# EXTRACTED ENTRIES

────────────────

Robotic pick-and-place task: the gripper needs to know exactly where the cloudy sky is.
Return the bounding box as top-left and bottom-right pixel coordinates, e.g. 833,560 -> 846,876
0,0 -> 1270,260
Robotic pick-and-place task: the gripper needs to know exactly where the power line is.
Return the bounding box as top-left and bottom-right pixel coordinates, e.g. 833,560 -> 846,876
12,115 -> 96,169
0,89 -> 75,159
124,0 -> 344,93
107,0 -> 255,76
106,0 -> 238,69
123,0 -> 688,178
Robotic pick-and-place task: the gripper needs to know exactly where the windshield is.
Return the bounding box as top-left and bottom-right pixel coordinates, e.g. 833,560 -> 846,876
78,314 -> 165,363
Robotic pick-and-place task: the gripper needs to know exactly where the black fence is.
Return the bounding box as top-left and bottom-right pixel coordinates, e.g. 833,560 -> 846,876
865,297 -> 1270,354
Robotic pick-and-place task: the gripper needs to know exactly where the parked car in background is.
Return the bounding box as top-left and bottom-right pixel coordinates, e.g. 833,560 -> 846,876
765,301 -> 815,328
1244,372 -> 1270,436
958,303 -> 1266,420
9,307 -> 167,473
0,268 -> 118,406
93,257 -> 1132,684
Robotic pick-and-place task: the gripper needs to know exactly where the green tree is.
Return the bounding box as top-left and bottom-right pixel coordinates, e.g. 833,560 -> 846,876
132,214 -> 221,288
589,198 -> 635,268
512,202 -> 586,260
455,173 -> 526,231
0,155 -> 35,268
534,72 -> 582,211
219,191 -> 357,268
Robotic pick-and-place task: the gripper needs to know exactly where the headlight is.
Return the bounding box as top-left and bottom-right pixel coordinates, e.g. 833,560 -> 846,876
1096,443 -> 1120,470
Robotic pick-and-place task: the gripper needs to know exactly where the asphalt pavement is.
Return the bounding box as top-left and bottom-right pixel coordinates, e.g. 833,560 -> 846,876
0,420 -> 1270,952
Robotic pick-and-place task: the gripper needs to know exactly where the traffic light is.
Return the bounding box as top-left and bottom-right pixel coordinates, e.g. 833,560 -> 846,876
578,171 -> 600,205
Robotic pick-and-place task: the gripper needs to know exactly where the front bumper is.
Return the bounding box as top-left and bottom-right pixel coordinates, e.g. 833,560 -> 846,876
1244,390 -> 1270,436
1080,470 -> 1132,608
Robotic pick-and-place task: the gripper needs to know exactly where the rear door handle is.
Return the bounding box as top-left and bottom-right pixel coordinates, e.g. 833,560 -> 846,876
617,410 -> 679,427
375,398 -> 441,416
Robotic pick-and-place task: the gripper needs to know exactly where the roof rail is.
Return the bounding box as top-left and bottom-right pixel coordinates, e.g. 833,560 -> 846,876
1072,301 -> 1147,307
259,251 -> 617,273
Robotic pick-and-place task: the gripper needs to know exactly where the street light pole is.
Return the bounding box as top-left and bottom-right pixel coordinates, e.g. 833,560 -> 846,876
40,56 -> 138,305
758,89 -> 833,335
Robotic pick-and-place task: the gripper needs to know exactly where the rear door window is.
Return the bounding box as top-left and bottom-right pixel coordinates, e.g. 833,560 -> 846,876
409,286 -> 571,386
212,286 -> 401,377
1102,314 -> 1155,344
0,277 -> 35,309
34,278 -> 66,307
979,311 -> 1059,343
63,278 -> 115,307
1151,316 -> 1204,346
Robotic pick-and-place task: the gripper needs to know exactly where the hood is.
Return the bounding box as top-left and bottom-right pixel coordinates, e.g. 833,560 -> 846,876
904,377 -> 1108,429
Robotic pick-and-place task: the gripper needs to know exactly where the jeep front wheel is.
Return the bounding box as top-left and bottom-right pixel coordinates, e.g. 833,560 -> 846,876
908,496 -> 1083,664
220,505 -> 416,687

────────────────

Format the records above as a two-column CSV with the header instruction,box, one row per record. Put each record's text in the instruction column and its answer in the box column, enclosing every field in double quotes and replacing line breaks with spaces.

# CORRECT RESPONSE
instruction,box
"Robotic pick-and-place task: the gripper needs to know exactly where the cloudy sky is. Return the bounding box as top-left and bottom-right pixel coordinates, e.g. 833,560 -> 846,876","0,0 -> 1270,260"
"Robotic pick-and-place task: the gripper needs to know exactly where the power line is. Return the bounding box as top-left and bottom-right pixel coordinates, e.g. 833,560 -> 846,876","12,115 -> 96,169 0,89 -> 75,159 124,0 -> 344,93 107,0 -> 255,76 106,0 -> 238,69 123,0 -> 688,178"
"Robotic pick-and-place task: the gripper needs to know exactly where the windshield is. Return the bounding box as top-left and bottom-right pixel coordinates, e.g. 833,560 -> 846,876","78,314 -> 165,363"
"Robotic pick-and-place task: the gripper needs to know exactly where the black fence is. Return the bounding box as top-left and bottom-right pixel coordinates, e.g. 833,560 -> 846,876","865,297 -> 1270,354"
"Robotic pick-and-place task: the gripper needs to know exactly where the parked car in background is. Return the bounding box as top-left and bottom-right pixel coordinates, e.g. 833,560 -> 846,876","765,301 -> 815,328 1244,372 -> 1270,436 958,303 -> 1266,420 9,307 -> 167,473 0,268 -> 118,406 93,257 -> 1132,684"
"Robotic pick-and-place task: the gripper needs to know exactly where the green tree is. Return the bounding box as top-left and bottom-right pixel coordinates, e.g. 833,560 -> 846,876","132,214 -> 221,288 589,198 -> 635,268 512,202 -> 586,260 455,173 -> 526,231 0,155 -> 35,268 534,72 -> 582,211 219,191 -> 357,268"
"Robotic pick-and-place task: the gripper needs to know exactly where the headlight is. Return the bounding box as top-left and bottom-right pixel coordinates, e.g. 833,560 -> 846,876","1096,443 -> 1120,470"
"Robotic pick-and-place task: the gripper needs to know exactly where the asphalt pavement is. Return the bounding box as top-left and bottom-right pixel coordinates, e.g. 833,560 -> 846,876","0,420 -> 1270,952"
"Robotic pick-and-place task: the gripper needs to know exactly where the traffic light is. Return the bounding box as top-left and bottom-right pixel coordinates, e.g. 833,560 -> 846,876","578,171 -> 600,205"
"Robotic pick-and-place task: the gripper needs to know exactly where the front bumper is. Return the bounding box as top-left and bottom-right pixel coordinates, e.g. 833,560 -> 846,876","1244,390 -> 1270,436 1080,470 -> 1132,608"
"Robotic pick-and-place task: the gripper needs to know exactly where the rear door handle is. Return the bounding box as top-left and bottom-right pixel coordinates, e.g. 833,560 -> 846,876","617,410 -> 679,427 375,398 -> 441,416"
"Robotic pick-and-place task: the gripper needs to know exactly where the roof rail is. Return the bounding box as top-left and bottom-right pixel coordinates, e.g. 833,560 -> 846,876","1072,301 -> 1147,307 259,251 -> 617,273"
"Robotic pick-and-place task: the gripper needs to know exactly where the street light pole is. Return the bounding box as top-left and bottom-right pixel coordinates, e.g. 833,560 -> 846,876","40,56 -> 138,305 758,89 -> 833,335"
"Robotic pick-and-place task: the gripper needs to know exactly where the rear door window is. Return the bounding box as top-left and bottom-right pixel coordinates, e.g. 833,560 -> 846,876","409,286 -> 571,386 212,286 -> 401,377 1102,314 -> 1155,344 0,277 -> 35,309 34,278 -> 66,307 979,311 -> 1059,343 63,278 -> 115,307 1151,316 -> 1204,346"
"Robotic pick-and-place task: the gripper needs to know exactly where the hood is. Return the bounding box as top-left and bottom-right pixel coordinates, e.g. 833,560 -> 846,876","904,377 -> 1108,429"
"Robotic pick-and-place task: the gripper needs to know exactly where the jeep front wheel is. Return the bounding box as top-left and bottom-right pixel coordinates, e.g. 833,560 -> 846,876","908,496 -> 1083,664 220,505 -> 416,687"